• EXERCISE DIRECTIONS: The data below must be copied in full and without any change.

• RECORDS SHOWN:
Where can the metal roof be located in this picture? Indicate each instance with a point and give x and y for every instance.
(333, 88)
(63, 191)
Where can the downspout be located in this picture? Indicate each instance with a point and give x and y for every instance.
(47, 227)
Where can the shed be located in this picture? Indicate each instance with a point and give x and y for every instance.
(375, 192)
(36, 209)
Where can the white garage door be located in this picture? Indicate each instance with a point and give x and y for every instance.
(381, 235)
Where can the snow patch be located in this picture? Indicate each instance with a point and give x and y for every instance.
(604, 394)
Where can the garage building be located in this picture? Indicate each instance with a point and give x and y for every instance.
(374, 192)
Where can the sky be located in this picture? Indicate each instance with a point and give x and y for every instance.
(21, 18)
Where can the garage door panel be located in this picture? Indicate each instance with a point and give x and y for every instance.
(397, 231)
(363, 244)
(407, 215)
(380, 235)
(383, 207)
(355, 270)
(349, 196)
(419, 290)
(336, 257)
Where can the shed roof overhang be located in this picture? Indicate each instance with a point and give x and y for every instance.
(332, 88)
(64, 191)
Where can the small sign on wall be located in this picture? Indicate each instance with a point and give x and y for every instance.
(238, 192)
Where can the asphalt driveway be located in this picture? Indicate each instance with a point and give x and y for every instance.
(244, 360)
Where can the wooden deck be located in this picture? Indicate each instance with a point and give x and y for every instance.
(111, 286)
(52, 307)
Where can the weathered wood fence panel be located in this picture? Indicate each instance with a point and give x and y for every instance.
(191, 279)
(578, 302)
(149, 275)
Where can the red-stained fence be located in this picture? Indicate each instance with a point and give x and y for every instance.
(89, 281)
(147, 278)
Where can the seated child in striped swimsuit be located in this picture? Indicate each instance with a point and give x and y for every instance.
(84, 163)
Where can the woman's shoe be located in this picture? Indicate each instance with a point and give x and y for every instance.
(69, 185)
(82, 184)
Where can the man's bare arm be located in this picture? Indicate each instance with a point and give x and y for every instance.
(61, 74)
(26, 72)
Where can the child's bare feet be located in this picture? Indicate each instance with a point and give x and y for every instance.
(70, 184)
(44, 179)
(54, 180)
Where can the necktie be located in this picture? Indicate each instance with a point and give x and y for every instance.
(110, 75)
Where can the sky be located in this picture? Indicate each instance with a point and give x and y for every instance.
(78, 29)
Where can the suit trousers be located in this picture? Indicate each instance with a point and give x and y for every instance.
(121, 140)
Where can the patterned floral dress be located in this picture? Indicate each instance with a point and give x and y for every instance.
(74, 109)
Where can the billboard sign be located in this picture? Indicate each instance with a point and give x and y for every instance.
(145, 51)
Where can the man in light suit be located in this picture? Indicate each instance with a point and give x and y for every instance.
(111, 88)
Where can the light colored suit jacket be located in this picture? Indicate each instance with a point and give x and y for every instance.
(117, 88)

• RESPONSE:
Where can the metal roof be located in this picture? Indicate each instance with a point and give x and y for every instance.
(333, 88)
(63, 191)
Where can the downspout be located in this picture? Indicate each instance with a point and give x and y for every instance.
(47, 227)
Where can the shed be located in this picture? Indicate each instance with a point and give x and y for every instance.
(375, 192)
(36, 209)
Where can the white garage door be located in this picture? Indicate each instance with a point and give x and y for every instance.
(381, 235)
Where can the snow patch be located in this picture? Indicate each instance with a point and give x and y for every instance.
(604, 394)
Where can the garage building be located in this picture? Indicate each instance with a point and give x and y for every instance.
(374, 192)
Where can the sky be located in this picture? Indicate each instance with a point and give x and y for every instance.
(21, 18)
Where can the garage door panel be located in this picture? Indicate each instance with a point and give x and y for every instance.
(397, 231)
(363, 244)
(407, 215)
(380, 235)
(383, 207)
(355, 270)
(349, 196)
(419, 290)
(336, 257)
Where can the shed roof overhang be located in this picture? Indicate each instance with a point and give x and y for every instance.
(332, 88)
(64, 191)
Where can the small sign on wall be located in this picture? Indicate each instance with a point and give x and y for every instance.
(238, 192)
Where can the asphalt driveway be located in this picture? Indicate each instance with a point and give x and y for every instance.
(244, 360)
Where can the wooden deck be located in this picture? Indicate each instance with a point and give x and y for every instance.
(111, 286)
(52, 307)
Where can the weathered wood fence panel be located in this picture? Indicate each instance with a point and give x and y for every instance.
(191, 279)
(578, 302)
(149, 275)
Where can the red-stained fence be located in this picture? Indicate each instance with a point and give x and y for every instance.
(89, 281)
(147, 278)
Where can the seated child in striped swimsuit be located in this picture? Indicate each instance with a point and give x and y for every instance.
(84, 163)
Where can the woman's shoe be located in this picture? Indicate each instance with a point and give x and y for every instance.
(69, 185)
(82, 184)
Where can the man's bare arm be located in this picture? Indicate each instance with a point and give x and y for every instance.
(61, 74)
(26, 72)
Where can the child's bare feet be located in this picture? Indicate each instance with a point and give x and y for every instance.
(70, 184)
(44, 179)
(54, 180)
Where can the necktie be located in this picture? Indicate each instance with a point and give x and y for every instance.
(110, 75)
Where can the sky be located in this picture? Indicate each instance with a point and give x and y for every instance.
(78, 29)
Where can the suit trousers be located in this picture? Indicate each instance with a point and give x and y for every instance.
(121, 140)
Where can the patterned floral dress be located in this picture? Indicate each instance with a point and give x and y for every instance.
(74, 109)
Where can the billboard sign be located in this picture? Indicate each instance with a point and give x and y for every instance.
(145, 51)
Where can the man in light suit be located in this picture? Indicate each instance with a point and give x and y for every instance.
(111, 88)
Where can the light colored suit jacket be located in this picture? Indicate each instance with a point and give x and y for every instance.
(117, 88)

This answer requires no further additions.